Task - From the records below, output exactly the lines running from the line containing "rocky outcrop | locate" through the line containing "wire mesh fence | locate", and no others.

[Data entries]

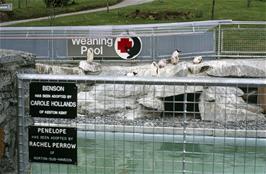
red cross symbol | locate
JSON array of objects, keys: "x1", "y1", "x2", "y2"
[{"x1": 117, "y1": 38, "x2": 132, "y2": 53}]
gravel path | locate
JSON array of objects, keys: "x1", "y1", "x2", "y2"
[
  {"x1": 34, "y1": 114, "x2": 266, "y2": 130},
  {"x1": 0, "y1": 0, "x2": 154, "y2": 26}
]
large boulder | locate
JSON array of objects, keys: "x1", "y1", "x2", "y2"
[
  {"x1": 137, "y1": 95, "x2": 164, "y2": 111},
  {"x1": 157, "y1": 62, "x2": 189, "y2": 77},
  {"x1": 187, "y1": 59, "x2": 266, "y2": 77},
  {"x1": 0, "y1": 49, "x2": 35, "y2": 70},
  {"x1": 78, "y1": 89, "x2": 138, "y2": 116},
  {"x1": 207, "y1": 64, "x2": 266, "y2": 77},
  {"x1": 199, "y1": 87, "x2": 265, "y2": 122},
  {"x1": 153, "y1": 85, "x2": 203, "y2": 98},
  {"x1": 79, "y1": 61, "x2": 102, "y2": 74},
  {"x1": 36, "y1": 63, "x2": 84, "y2": 75}
]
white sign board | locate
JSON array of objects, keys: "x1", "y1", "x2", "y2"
[
  {"x1": 68, "y1": 34, "x2": 142, "y2": 60},
  {"x1": 0, "y1": 3, "x2": 12, "y2": 11}
]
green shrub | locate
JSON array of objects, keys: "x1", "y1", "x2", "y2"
[
  {"x1": 43, "y1": 0, "x2": 72, "y2": 7},
  {"x1": 194, "y1": 9, "x2": 203, "y2": 18}
]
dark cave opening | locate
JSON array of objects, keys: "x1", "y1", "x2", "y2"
[
  {"x1": 163, "y1": 93, "x2": 201, "y2": 118},
  {"x1": 239, "y1": 87, "x2": 258, "y2": 104}
]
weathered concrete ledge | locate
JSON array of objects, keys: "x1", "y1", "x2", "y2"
[{"x1": 35, "y1": 123, "x2": 266, "y2": 138}]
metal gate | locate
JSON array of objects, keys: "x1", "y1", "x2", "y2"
[{"x1": 17, "y1": 74, "x2": 266, "y2": 174}]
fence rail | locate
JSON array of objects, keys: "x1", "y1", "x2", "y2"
[{"x1": 2, "y1": 20, "x2": 266, "y2": 60}]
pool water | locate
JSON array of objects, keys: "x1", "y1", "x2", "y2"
[{"x1": 32, "y1": 137, "x2": 266, "y2": 174}]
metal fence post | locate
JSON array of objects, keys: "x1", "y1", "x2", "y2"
[
  {"x1": 182, "y1": 85, "x2": 188, "y2": 174},
  {"x1": 152, "y1": 28, "x2": 155, "y2": 60},
  {"x1": 17, "y1": 77, "x2": 26, "y2": 174},
  {"x1": 217, "y1": 24, "x2": 221, "y2": 59}
]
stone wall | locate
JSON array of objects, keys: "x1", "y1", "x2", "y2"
[{"x1": 0, "y1": 49, "x2": 35, "y2": 174}]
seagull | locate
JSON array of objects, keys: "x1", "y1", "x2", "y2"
[
  {"x1": 158, "y1": 59, "x2": 167, "y2": 68},
  {"x1": 126, "y1": 72, "x2": 138, "y2": 77},
  {"x1": 170, "y1": 49, "x2": 181, "y2": 65},
  {"x1": 193, "y1": 56, "x2": 203, "y2": 64},
  {"x1": 87, "y1": 49, "x2": 94, "y2": 63}
]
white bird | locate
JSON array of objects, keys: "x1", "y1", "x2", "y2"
[
  {"x1": 151, "y1": 61, "x2": 159, "y2": 76},
  {"x1": 87, "y1": 49, "x2": 94, "y2": 63},
  {"x1": 158, "y1": 59, "x2": 167, "y2": 68},
  {"x1": 126, "y1": 72, "x2": 138, "y2": 77},
  {"x1": 193, "y1": 56, "x2": 203, "y2": 64},
  {"x1": 170, "y1": 49, "x2": 181, "y2": 65}
]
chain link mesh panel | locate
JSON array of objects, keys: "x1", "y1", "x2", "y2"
[{"x1": 17, "y1": 75, "x2": 266, "y2": 174}]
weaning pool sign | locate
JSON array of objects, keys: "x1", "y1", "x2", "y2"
[
  {"x1": 68, "y1": 34, "x2": 142, "y2": 60},
  {"x1": 28, "y1": 126, "x2": 77, "y2": 165}
]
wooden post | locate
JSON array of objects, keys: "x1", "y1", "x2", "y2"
[
  {"x1": 0, "y1": 128, "x2": 4, "y2": 159},
  {"x1": 258, "y1": 87, "x2": 266, "y2": 113},
  {"x1": 211, "y1": 0, "x2": 216, "y2": 20},
  {"x1": 106, "y1": 0, "x2": 109, "y2": 12}
]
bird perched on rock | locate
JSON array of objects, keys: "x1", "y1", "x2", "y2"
[
  {"x1": 158, "y1": 59, "x2": 167, "y2": 68},
  {"x1": 126, "y1": 71, "x2": 138, "y2": 77},
  {"x1": 170, "y1": 49, "x2": 181, "y2": 65},
  {"x1": 87, "y1": 49, "x2": 94, "y2": 63},
  {"x1": 193, "y1": 56, "x2": 203, "y2": 64},
  {"x1": 151, "y1": 61, "x2": 159, "y2": 76}
]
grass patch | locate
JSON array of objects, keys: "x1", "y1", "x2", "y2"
[
  {"x1": 12, "y1": 0, "x2": 266, "y2": 26},
  {"x1": 4, "y1": 0, "x2": 121, "y2": 21}
]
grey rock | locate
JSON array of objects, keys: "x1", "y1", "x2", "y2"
[
  {"x1": 137, "y1": 95, "x2": 164, "y2": 111},
  {"x1": 101, "y1": 62, "x2": 189, "y2": 78},
  {"x1": 144, "y1": 122, "x2": 155, "y2": 127},
  {"x1": 188, "y1": 64, "x2": 212, "y2": 74},
  {"x1": 35, "y1": 63, "x2": 85, "y2": 75},
  {"x1": 202, "y1": 86, "x2": 244, "y2": 102},
  {"x1": 0, "y1": 49, "x2": 34, "y2": 173},
  {"x1": 78, "y1": 91, "x2": 137, "y2": 116},
  {"x1": 157, "y1": 62, "x2": 188, "y2": 77},
  {"x1": 0, "y1": 49, "x2": 35, "y2": 68},
  {"x1": 207, "y1": 64, "x2": 266, "y2": 77},
  {"x1": 0, "y1": 100, "x2": 10, "y2": 114},
  {"x1": 153, "y1": 85, "x2": 203, "y2": 98},
  {"x1": 88, "y1": 84, "x2": 150, "y2": 98},
  {"x1": 115, "y1": 105, "x2": 161, "y2": 120},
  {"x1": 0, "y1": 71, "x2": 12, "y2": 89},
  {"x1": 79, "y1": 61, "x2": 102, "y2": 73},
  {"x1": 199, "y1": 87, "x2": 265, "y2": 122}
]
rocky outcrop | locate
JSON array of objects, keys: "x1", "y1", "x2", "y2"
[
  {"x1": 137, "y1": 95, "x2": 164, "y2": 111},
  {"x1": 79, "y1": 61, "x2": 102, "y2": 74},
  {"x1": 0, "y1": 49, "x2": 35, "y2": 174},
  {"x1": 77, "y1": 59, "x2": 265, "y2": 122},
  {"x1": 36, "y1": 63, "x2": 84, "y2": 75},
  {"x1": 186, "y1": 59, "x2": 266, "y2": 77},
  {"x1": 34, "y1": 58, "x2": 265, "y2": 123},
  {"x1": 35, "y1": 61, "x2": 102, "y2": 75},
  {"x1": 199, "y1": 87, "x2": 264, "y2": 122},
  {"x1": 207, "y1": 64, "x2": 266, "y2": 77}
]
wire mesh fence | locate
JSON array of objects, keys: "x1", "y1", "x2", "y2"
[
  {"x1": 17, "y1": 74, "x2": 266, "y2": 174},
  {"x1": 221, "y1": 28, "x2": 266, "y2": 55}
]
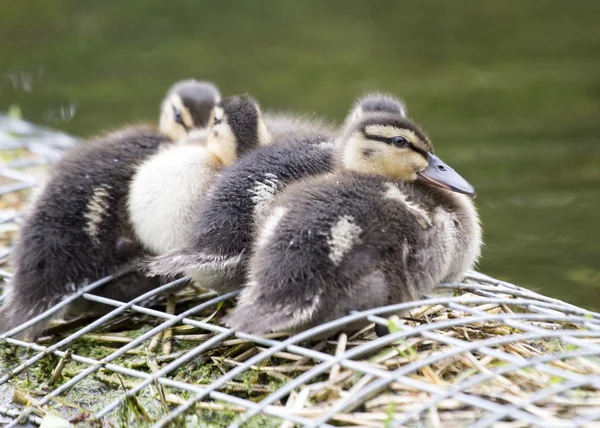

Result below -
rocky outcrop | locate
JSON array of objects, keys: "x1", "y1", "x2", "y2"
[
  {"x1": 137, "y1": 95, "x2": 164, "y2": 111},
  {"x1": 79, "y1": 61, "x2": 102, "y2": 74},
  {"x1": 0, "y1": 49, "x2": 35, "y2": 174},
  {"x1": 77, "y1": 59, "x2": 265, "y2": 122},
  {"x1": 36, "y1": 63, "x2": 84, "y2": 75},
  {"x1": 186, "y1": 59, "x2": 266, "y2": 77},
  {"x1": 34, "y1": 58, "x2": 265, "y2": 123},
  {"x1": 35, "y1": 61, "x2": 102, "y2": 75},
  {"x1": 199, "y1": 87, "x2": 264, "y2": 122},
  {"x1": 207, "y1": 64, "x2": 266, "y2": 77}
]
wire mesh fence | locate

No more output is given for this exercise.